-- start of GIVEN PASSAGE --
Re: [GSoC 2012] Schema Alteration API proposal

j4nu5 Wed, 04 Apr 2012 08:50:46 -0700

Hi Russell,
Thanks for your immense patience :-)

These are some additions to my proposal above, based on your inputs:
Status of current 'creation' code in django:
The current code, for e.g. sql_create_model in
django.db.backends.creation is a mix of *inspection* part and *sql
generation* part. Since the sql generation part will (should) now be
handled by our new CRUD API, I will refactor
django.db.backends.creation (and other backends' creation modules) to
continue using their inspection part but using our new CRUD API for
sql generation. The approach will be to get the fields using
model._meta.local_fields and feeding them to our new CRUD API. This
will serve to be a proof of concept for my API.


As for testing using Django code, my models will be something like:
class UnchangedModel(models.Model):
   eg = models.TextField()

if BEFORE_MIGRATION:
   class MyModel(models.Model):
       f1 = models.TextField()
       f2 = models.TextField()
# Deletion of a field
else:
   class MyModel(models.Model):
       f1 = models.TextField()

The value of BEFORE_MIGRATION will be controlled by the testing code.
A temporary environment variable can be used for this purpose.

Also a revised schedule:
Bonding period before GSoC: Discussion on API design
Week 1    : Writing tests (using 2 part checks (checking the actual
                 database and using Django models), as discussed above)
Week 2    : Developing the base migration API
Week 3    : Developing extensions and overrides for PostgreSQL
Weeks 4-5 : Developing extensions and overrides for MySQL
Weeks 6-7 : Developing extensions and overrides for SQLite (may be shorter 
or
                  longer (by 0.5 week) depending on how much of xtrqt's 
code is
                  considered acceptable)
Weeks 8-10  : Refactoring django.db backends.creation (and the PostgreSQL,
                     MySQL, SQLite creation modules) to use the new API for
                     SQL generation (approach discussed above)
-- end of GIVEN PASSAGE --
• **SET PROBLEM 1**
Pull out every line of the records below that contains the string "beadboard".
-- start of DATA EXCERPTS --
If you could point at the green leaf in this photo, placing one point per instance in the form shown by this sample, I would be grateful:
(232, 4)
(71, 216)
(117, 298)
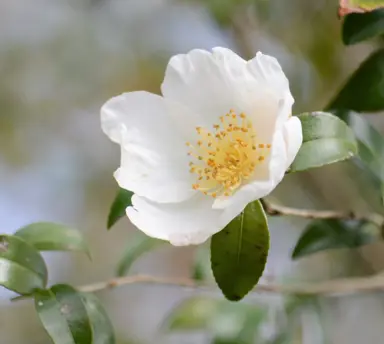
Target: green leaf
(102, 329)
(358, 27)
(22, 269)
(141, 245)
(371, 147)
(192, 314)
(239, 252)
(363, 92)
(201, 269)
(326, 139)
(371, 143)
(119, 205)
(63, 314)
(367, 5)
(329, 234)
(47, 236)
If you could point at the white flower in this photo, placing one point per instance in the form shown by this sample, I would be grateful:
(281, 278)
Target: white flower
(221, 136)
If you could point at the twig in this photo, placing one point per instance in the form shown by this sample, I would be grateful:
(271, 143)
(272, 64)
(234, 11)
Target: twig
(330, 288)
(279, 210)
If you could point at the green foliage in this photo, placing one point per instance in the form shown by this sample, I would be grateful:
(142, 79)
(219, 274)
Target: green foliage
(22, 269)
(47, 236)
(363, 92)
(239, 252)
(326, 139)
(192, 314)
(119, 205)
(63, 314)
(227, 322)
(371, 145)
(201, 269)
(102, 329)
(135, 249)
(328, 234)
(367, 4)
(358, 27)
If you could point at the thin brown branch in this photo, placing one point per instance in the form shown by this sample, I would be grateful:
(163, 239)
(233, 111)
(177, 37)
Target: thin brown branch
(329, 288)
(279, 210)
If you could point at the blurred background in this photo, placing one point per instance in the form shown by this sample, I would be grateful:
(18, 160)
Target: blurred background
(60, 60)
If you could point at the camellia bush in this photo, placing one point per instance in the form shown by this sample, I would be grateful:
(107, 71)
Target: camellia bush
(196, 165)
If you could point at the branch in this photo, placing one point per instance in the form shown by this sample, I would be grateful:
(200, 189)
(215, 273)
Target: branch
(330, 288)
(279, 210)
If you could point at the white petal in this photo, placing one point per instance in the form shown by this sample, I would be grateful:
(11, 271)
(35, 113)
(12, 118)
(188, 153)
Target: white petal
(187, 223)
(267, 70)
(213, 83)
(293, 136)
(205, 82)
(259, 188)
(152, 133)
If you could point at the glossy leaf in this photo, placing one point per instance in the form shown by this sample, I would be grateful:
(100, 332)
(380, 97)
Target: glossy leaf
(329, 234)
(63, 314)
(47, 236)
(239, 252)
(22, 269)
(358, 27)
(138, 247)
(371, 143)
(326, 139)
(363, 92)
(371, 147)
(102, 329)
(359, 6)
(119, 205)
(201, 269)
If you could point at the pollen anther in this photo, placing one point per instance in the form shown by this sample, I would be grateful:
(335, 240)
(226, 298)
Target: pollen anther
(224, 159)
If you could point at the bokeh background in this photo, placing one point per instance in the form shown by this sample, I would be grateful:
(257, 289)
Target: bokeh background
(60, 60)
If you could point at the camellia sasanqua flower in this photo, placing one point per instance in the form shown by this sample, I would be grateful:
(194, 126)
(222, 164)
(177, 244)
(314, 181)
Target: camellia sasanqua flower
(220, 136)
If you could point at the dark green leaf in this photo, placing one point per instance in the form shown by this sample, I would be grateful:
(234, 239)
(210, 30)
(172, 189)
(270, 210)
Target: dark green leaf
(63, 314)
(371, 147)
(135, 249)
(371, 143)
(102, 328)
(22, 269)
(363, 92)
(201, 269)
(358, 27)
(47, 236)
(119, 205)
(239, 252)
(326, 139)
(328, 234)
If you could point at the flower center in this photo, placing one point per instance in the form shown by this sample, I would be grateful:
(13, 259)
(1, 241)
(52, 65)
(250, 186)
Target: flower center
(226, 156)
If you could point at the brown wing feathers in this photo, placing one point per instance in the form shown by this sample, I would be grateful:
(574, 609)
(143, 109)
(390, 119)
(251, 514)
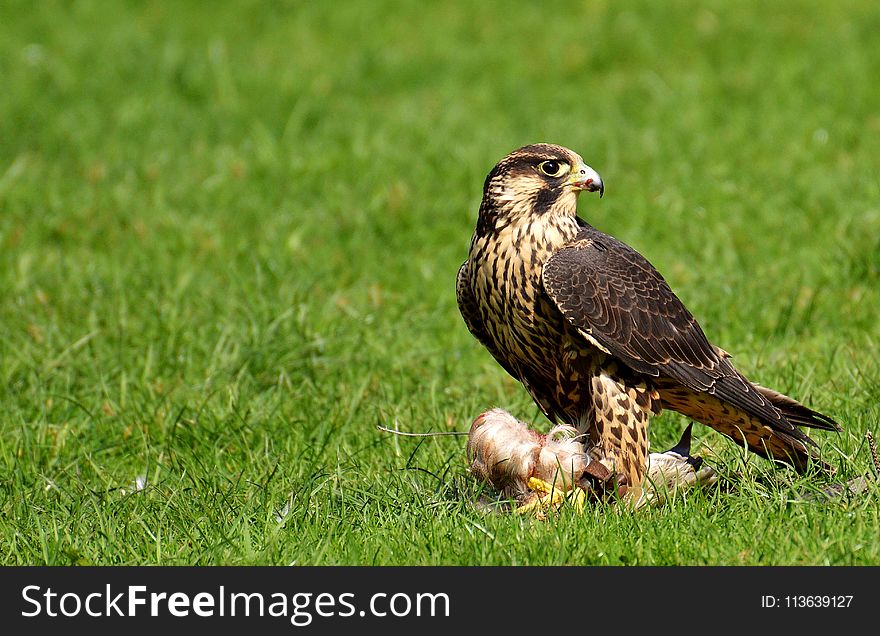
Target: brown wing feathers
(608, 290)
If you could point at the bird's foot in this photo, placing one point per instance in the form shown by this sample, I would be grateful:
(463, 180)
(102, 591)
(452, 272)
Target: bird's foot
(543, 498)
(674, 471)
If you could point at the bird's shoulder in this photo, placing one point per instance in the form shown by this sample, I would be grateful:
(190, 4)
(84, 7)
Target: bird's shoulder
(613, 294)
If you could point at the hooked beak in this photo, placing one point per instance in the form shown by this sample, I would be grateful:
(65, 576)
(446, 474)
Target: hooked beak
(583, 177)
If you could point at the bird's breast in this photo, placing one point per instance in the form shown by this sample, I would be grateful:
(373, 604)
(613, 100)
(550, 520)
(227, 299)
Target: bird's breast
(506, 278)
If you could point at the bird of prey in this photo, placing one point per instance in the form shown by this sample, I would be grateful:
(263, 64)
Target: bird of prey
(594, 332)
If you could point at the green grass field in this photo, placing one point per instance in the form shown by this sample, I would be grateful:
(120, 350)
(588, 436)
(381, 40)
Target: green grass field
(229, 238)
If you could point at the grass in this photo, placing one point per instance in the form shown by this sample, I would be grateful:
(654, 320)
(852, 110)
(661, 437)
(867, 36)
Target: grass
(228, 241)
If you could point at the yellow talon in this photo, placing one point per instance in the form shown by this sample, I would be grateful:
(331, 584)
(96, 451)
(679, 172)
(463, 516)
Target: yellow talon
(551, 499)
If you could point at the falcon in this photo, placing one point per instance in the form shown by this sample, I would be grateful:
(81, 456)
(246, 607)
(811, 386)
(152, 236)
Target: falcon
(594, 332)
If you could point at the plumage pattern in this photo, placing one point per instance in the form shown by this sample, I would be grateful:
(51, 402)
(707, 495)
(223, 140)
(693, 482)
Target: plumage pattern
(594, 332)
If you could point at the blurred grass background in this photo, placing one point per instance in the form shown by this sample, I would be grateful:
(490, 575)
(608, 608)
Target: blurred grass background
(229, 236)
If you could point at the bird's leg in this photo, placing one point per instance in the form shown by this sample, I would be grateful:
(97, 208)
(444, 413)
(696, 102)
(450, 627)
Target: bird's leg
(619, 429)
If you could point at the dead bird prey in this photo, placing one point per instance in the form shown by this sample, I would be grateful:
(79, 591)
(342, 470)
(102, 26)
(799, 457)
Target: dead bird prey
(594, 332)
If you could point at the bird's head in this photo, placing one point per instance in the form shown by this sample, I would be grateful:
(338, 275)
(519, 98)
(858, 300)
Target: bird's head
(537, 180)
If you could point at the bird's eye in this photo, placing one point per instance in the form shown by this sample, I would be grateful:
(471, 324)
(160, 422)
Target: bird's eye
(553, 168)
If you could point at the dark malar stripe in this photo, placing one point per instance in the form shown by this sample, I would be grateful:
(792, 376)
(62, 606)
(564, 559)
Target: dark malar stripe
(545, 199)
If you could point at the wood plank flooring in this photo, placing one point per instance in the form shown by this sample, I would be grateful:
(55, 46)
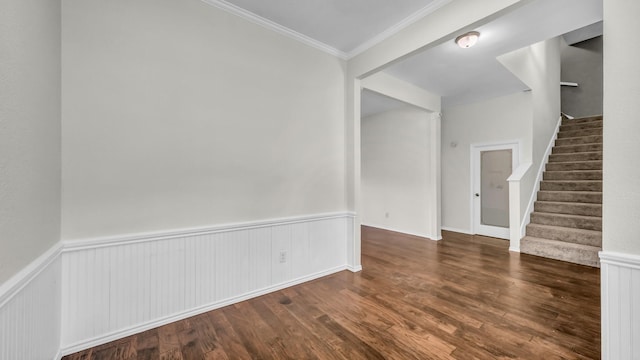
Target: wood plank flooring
(465, 297)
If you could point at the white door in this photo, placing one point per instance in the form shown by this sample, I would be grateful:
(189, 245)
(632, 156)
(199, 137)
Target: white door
(492, 165)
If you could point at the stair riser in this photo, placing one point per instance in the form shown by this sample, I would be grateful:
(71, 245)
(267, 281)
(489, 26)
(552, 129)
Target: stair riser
(592, 139)
(570, 166)
(581, 126)
(583, 257)
(577, 223)
(575, 157)
(565, 234)
(571, 186)
(576, 148)
(572, 175)
(581, 120)
(578, 133)
(569, 208)
(570, 196)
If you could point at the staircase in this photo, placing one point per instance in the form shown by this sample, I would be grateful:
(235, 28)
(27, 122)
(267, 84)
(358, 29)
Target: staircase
(566, 223)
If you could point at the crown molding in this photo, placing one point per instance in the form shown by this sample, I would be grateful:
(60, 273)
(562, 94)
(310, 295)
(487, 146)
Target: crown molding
(247, 15)
(433, 6)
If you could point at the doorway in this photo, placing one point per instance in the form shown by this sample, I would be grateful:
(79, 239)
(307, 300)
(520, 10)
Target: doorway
(492, 164)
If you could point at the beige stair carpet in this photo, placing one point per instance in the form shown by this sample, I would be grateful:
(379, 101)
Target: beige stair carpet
(566, 223)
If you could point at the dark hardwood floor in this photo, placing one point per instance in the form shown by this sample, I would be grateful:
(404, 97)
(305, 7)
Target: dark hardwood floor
(465, 297)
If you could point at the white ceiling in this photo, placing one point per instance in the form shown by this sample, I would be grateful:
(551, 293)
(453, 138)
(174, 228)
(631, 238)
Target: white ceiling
(345, 26)
(348, 27)
(468, 75)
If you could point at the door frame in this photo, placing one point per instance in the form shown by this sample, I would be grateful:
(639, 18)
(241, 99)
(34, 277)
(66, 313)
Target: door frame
(474, 205)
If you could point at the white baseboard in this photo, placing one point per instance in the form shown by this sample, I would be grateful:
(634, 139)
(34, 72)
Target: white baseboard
(84, 293)
(620, 299)
(461, 231)
(429, 237)
(30, 310)
(114, 287)
(115, 335)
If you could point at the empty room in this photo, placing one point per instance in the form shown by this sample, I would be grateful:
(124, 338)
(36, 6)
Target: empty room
(244, 179)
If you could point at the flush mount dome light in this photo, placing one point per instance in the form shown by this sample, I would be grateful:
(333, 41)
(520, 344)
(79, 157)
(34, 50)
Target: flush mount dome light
(467, 40)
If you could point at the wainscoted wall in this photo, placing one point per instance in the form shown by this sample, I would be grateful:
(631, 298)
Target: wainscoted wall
(116, 287)
(84, 293)
(620, 276)
(30, 311)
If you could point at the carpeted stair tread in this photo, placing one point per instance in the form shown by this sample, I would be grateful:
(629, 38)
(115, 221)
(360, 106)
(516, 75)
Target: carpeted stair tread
(566, 223)
(571, 208)
(571, 185)
(560, 233)
(573, 175)
(589, 139)
(577, 133)
(581, 126)
(584, 156)
(574, 165)
(574, 148)
(560, 250)
(566, 220)
(591, 197)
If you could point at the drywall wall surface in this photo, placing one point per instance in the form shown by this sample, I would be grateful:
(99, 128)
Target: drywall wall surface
(29, 131)
(621, 164)
(500, 119)
(538, 66)
(582, 64)
(178, 115)
(396, 166)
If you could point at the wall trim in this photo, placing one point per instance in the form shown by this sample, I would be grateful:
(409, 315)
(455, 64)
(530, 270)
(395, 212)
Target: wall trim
(271, 25)
(82, 345)
(620, 305)
(461, 231)
(19, 281)
(620, 259)
(432, 238)
(128, 239)
(433, 6)
(283, 30)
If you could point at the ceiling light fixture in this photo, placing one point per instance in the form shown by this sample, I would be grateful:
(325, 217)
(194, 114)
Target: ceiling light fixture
(467, 40)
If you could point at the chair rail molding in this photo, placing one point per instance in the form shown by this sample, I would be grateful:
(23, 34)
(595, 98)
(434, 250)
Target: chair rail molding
(84, 293)
(620, 297)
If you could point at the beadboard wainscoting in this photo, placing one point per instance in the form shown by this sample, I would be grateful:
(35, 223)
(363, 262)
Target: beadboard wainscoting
(30, 311)
(620, 275)
(120, 286)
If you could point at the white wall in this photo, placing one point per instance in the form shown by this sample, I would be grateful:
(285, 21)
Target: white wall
(30, 131)
(538, 66)
(29, 178)
(621, 175)
(396, 168)
(499, 119)
(621, 194)
(177, 114)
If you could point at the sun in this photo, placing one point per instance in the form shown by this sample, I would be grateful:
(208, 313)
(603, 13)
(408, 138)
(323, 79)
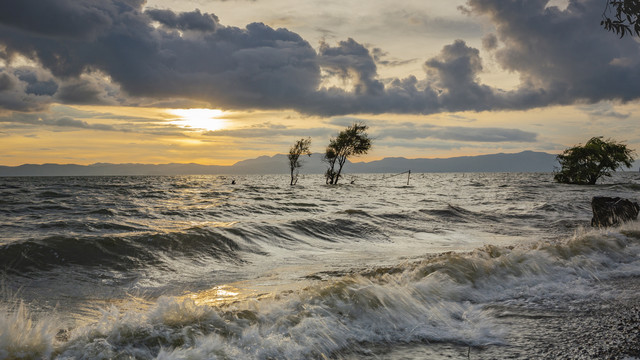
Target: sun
(202, 119)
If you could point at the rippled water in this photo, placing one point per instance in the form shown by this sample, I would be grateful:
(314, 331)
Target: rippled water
(485, 265)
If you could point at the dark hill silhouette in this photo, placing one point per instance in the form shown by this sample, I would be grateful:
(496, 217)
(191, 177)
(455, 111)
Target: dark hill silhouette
(526, 161)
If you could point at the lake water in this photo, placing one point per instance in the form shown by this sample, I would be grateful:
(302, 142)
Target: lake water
(449, 266)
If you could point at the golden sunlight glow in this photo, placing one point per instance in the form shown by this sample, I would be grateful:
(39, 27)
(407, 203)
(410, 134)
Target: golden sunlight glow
(204, 119)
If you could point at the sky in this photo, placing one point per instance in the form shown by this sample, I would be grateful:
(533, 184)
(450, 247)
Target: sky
(219, 81)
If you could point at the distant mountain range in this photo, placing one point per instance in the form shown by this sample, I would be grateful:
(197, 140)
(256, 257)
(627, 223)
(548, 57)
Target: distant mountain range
(526, 161)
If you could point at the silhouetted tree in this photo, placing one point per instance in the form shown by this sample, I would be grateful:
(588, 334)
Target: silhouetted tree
(301, 147)
(621, 17)
(586, 164)
(352, 141)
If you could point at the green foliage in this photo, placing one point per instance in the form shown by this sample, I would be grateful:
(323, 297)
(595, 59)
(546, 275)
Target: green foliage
(352, 141)
(301, 147)
(621, 17)
(586, 164)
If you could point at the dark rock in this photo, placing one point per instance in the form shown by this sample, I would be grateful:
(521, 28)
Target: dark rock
(611, 211)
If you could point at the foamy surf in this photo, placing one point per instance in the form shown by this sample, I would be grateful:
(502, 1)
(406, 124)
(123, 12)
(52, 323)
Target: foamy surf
(459, 298)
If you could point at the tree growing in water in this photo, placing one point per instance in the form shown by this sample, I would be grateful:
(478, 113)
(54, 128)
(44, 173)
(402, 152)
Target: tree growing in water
(352, 141)
(586, 164)
(301, 147)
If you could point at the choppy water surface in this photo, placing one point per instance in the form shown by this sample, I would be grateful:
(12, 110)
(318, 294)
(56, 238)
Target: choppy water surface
(449, 266)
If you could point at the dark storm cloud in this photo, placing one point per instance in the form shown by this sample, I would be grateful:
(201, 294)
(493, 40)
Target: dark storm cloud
(46, 119)
(25, 90)
(87, 91)
(561, 56)
(257, 67)
(384, 129)
(193, 20)
(351, 60)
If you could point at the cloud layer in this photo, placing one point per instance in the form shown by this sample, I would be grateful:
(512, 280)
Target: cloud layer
(117, 52)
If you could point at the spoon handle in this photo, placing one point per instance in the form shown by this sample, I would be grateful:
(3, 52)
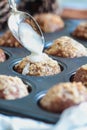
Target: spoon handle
(12, 4)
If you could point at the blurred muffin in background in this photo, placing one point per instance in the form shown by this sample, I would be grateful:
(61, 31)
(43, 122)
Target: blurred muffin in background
(66, 47)
(12, 87)
(2, 55)
(49, 22)
(39, 6)
(81, 75)
(8, 40)
(81, 31)
(4, 13)
(62, 96)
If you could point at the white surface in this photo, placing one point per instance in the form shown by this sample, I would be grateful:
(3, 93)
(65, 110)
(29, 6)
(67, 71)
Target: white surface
(74, 118)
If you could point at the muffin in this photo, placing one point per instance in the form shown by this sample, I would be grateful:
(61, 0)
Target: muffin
(81, 75)
(4, 13)
(81, 31)
(39, 6)
(66, 47)
(46, 66)
(2, 56)
(12, 87)
(8, 40)
(49, 22)
(63, 95)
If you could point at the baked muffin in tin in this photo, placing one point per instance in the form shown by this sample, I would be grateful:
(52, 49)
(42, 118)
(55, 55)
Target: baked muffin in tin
(12, 87)
(2, 55)
(62, 96)
(46, 66)
(66, 47)
(81, 31)
(81, 75)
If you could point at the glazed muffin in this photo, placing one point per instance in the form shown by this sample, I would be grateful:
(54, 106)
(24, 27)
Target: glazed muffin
(39, 6)
(49, 22)
(4, 13)
(81, 75)
(66, 47)
(81, 31)
(46, 66)
(63, 95)
(8, 40)
(2, 56)
(12, 87)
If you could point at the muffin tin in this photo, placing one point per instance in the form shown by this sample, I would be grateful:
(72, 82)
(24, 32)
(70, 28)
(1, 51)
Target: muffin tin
(29, 106)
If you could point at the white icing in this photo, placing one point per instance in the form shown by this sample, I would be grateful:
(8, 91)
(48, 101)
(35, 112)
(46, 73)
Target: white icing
(30, 39)
(38, 57)
(26, 69)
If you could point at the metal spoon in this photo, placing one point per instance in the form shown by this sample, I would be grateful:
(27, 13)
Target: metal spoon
(17, 17)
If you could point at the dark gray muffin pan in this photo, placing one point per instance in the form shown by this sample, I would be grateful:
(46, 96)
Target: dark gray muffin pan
(38, 86)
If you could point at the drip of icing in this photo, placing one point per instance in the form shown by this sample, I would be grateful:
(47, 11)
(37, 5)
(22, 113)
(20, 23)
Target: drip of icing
(30, 39)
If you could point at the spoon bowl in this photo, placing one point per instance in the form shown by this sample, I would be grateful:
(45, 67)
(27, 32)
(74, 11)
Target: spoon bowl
(18, 17)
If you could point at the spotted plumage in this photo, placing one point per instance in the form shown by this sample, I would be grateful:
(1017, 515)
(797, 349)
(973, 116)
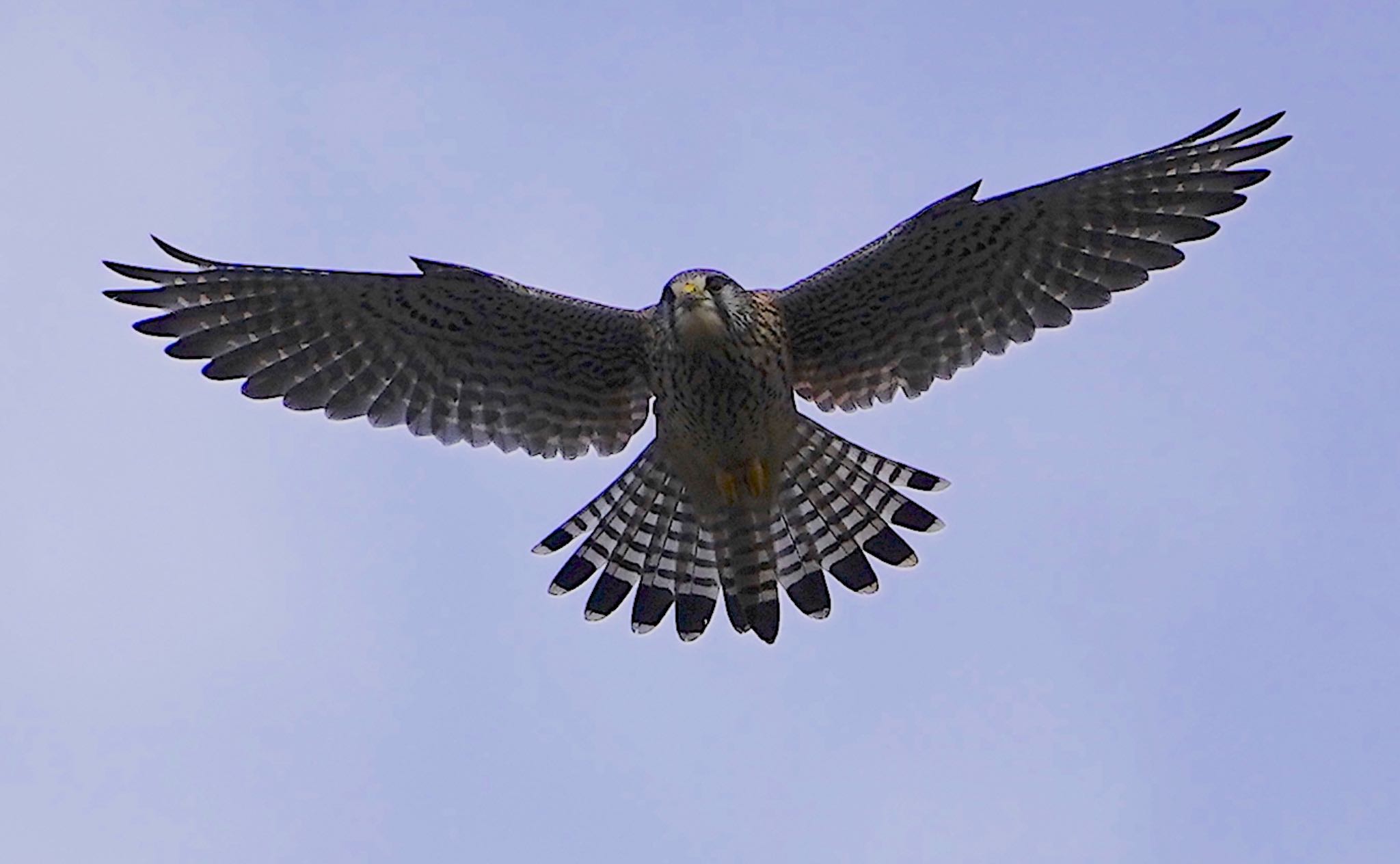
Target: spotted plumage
(740, 496)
-- end of DATA EXCERPTS --
• **SET PROBLEM 2**
Continue the forum post about the Django schema alteration proposal from the point where it stops.

• **TASK ANSWER 1**
If you could point at the beadboard wainscoting in this photo, placing one point per instance in the form shown by this sample, I would be grateful:
Target: beadboard wainscoting

• **TASK ANSWER 2**
Week 11      : Writing documentaion and leftover tests, if any
Week 12      : Buffer week for the unexpected

On Tuesday, 3 April 2012 06:39:37 UTC+5:30, Russell Keith-Magee wrote:
>
>
> On 03/04/2012, at 5:06 AM, j4nu5 wrote:
>
> > Hi Russell,
> > 
> > Thanks for the prompt reply.
> > 
> >  * You aren't ever going to eat your own dogfood. You're spending the 
> GSoC building an API that is intended for use with schema migration, but 
> you're explicitly not looking at any part of the migration process that 
> would actually use that API. How will we know that the API you build is 
> actually fit for the purpose it is intended? How do we know that the 
> requirements of "step 2" of schema migration will be met by your API? I'd 
> almost prefer to see more depth, and less breadth -- i.e., show me a fully 
> functioning schema migration stack on just one database, rather than a 
> fully functioning API on all databases that hasn't actually been shown to 
> work in practice.
> > 
> > 'Eating my own dogfood' to check whether my low level migration 
> primitives are actually *usable*, I believe can be done by:
> > 1. Developing a working fork of South to use these primitives as I 
> mentioned in my project goals, or
> > 2. Aiming for less 'breadth' and more 'depth', as you suggested.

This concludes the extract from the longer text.